**DOCUMENT SECTION:**

--- start ---

‘Hello, I love you ‘ hope this isn’t posted online’

Jeannine Aquino

Drunk dialers beware.

Those potentially embarrassing phone calls left on a crush’s voice mail might find their way to the Web.

Drunk-dialed.com is a new Web site that lets people post their inebriated friends’ messages, funny drunk pictures and share their own drunk-dialing escapades. The site, which went up last September, now sees about 30,000 hits a month.

“It’s a place to go and listen to drunk messages and laugh at funny pictures,” said Brad Henson, co-founder and Web administrator for the site.

Drunk-dialed.com is the brainchild of Henson’s best friend, Scott Crosby. It started after a seven-minute drunk dial and the buildup of the annoyance of friends leaving drunken messages at all hours of the night on any given night, according to the site.

While the earliest calls posted on the site are from Henson and Crosby’s personal friends, the site now lists about 400 voice messages from people all over the world, Henson said.

Interested drunk-dial recipients have the option of e-mailing a recording of the message or forwarding it to the founder’s phones, provided the one forwarding is a Sprint or Cingular subscriber. Within a week, Henson said, a drunk-dialed message will be added to the site.

“You never know what you’re going to hear,” he said. “You think your friends are the craziest, and then someone will e-mail you a call and you’re like, Wow, how are they even functioning?”

--- end ---

**INFORMATION SUPPLIED:**
--- start ---

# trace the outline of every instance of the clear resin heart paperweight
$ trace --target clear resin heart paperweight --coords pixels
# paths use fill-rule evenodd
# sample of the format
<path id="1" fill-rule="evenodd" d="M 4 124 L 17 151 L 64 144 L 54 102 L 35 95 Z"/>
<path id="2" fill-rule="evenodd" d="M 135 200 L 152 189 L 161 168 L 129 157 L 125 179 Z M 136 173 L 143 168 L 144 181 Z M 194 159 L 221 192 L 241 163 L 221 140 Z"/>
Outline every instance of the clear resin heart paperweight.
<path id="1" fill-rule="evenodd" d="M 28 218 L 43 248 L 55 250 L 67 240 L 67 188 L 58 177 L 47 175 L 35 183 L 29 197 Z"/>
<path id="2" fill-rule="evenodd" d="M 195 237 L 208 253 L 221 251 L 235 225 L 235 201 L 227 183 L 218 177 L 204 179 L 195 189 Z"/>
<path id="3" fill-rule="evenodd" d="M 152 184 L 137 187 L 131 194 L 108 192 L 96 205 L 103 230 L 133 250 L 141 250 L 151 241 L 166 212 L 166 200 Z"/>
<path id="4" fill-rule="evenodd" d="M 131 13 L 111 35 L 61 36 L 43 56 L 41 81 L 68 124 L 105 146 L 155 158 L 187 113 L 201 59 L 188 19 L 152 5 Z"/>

--- end ---
--- start ---

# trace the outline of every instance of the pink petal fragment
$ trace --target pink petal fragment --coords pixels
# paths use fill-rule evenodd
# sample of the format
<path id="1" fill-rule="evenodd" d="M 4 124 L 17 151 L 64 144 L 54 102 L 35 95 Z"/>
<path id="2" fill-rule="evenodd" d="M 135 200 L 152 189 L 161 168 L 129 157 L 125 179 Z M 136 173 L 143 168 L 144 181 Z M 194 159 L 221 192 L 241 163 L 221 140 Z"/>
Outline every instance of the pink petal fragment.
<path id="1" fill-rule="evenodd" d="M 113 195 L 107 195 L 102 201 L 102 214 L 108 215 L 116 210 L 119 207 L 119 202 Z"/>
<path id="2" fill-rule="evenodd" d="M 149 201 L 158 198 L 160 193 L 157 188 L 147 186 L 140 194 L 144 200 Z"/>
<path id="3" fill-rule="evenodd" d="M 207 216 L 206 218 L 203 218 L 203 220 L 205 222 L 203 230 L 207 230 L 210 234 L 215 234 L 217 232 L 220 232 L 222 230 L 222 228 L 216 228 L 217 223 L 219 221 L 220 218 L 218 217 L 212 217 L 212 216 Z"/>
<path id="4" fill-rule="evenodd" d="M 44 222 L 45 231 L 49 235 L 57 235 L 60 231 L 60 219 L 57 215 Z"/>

--- end ---

**WHAT TO WORK ON:**
**1)** List every person named in the drunk-dialing website article, including the byline.
**2)** Answer these from the drunk-dialing website article:
(a) When did the site go up?
(b) About how many voice messages does the site now list?
(c) Subscribers of which phone services can forward a message to the founder's phones?
The listing has no connection to the article about the drunk-dialing website.

**WORKED ANSWERS:**
**1)** Jeannine Aquino, Brad Henson, Scott Crosby

**2)**
(a) Last September
(b) About 400
(c) Sprint or Cingular